**THE DATA**
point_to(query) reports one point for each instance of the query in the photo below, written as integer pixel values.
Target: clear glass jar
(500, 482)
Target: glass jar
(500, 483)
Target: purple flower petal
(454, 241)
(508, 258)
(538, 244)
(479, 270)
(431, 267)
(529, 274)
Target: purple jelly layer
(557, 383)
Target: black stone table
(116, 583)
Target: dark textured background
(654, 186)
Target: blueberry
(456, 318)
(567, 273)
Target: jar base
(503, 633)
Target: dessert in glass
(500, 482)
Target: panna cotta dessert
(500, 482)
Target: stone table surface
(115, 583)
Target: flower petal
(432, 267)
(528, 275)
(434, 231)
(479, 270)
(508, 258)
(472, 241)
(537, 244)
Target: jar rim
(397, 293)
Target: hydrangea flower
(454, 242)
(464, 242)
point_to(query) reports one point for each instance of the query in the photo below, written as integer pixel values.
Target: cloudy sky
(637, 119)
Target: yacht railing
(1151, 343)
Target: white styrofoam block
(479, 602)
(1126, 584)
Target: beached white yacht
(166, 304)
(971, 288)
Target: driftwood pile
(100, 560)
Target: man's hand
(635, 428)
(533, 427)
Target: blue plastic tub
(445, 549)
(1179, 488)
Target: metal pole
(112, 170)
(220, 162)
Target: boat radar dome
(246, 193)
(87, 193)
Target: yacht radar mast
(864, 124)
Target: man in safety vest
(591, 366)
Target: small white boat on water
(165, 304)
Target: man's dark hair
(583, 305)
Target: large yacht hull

**EXERCISE GOAL**
Print the entire listing above again, line for line, without changing a single character.

**WRITTEN RESPONSE**
point_to(query) reports one point for each instance of the query in the photo below, written as integer pixel values.
Target: clear glass jar
(500, 482)
Target: glass jar
(500, 483)
Target: purple flower petal
(454, 241)
(508, 258)
(538, 244)
(479, 270)
(431, 267)
(529, 274)
Target: purple jelly layer
(557, 383)
Target: black stone table
(116, 583)
Target: dark textured background
(654, 186)
Target: blueberry
(456, 318)
(567, 273)
Target: jar base
(503, 633)
Target: dessert in glass
(500, 482)
Target: panna cotta dessert
(500, 482)
Target: stone table surface
(115, 583)
Target: flower petal
(432, 267)
(528, 275)
(434, 231)
(479, 270)
(508, 258)
(472, 241)
(537, 244)
Target: jar rim
(397, 293)
Target: hydrangea flower
(454, 242)
(464, 242)
point_to(query) reports one point for each instance of the query in the photo below, written as integer pixel values.
Target: cloudy sky
(637, 119)
Target: yacht railing
(1151, 343)
Target: white styrofoam block
(479, 602)
(1126, 584)
Target: beached white yacht
(166, 304)
(971, 288)
Target: driftwood pile
(100, 560)
Target: man's hand
(635, 428)
(533, 427)
Target: blue plastic tub
(445, 549)
(1179, 488)
Target: metal pole
(112, 170)
(220, 162)
Target: boat radar dome
(246, 193)
(87, 193)
Target: yacht radar mast
(864, 124)
Target: man in safety vest
(591, 366)
Target: small white boat on water
(165, 304)
Target: man's dark hair
(583, 305)
Target: large yacht hull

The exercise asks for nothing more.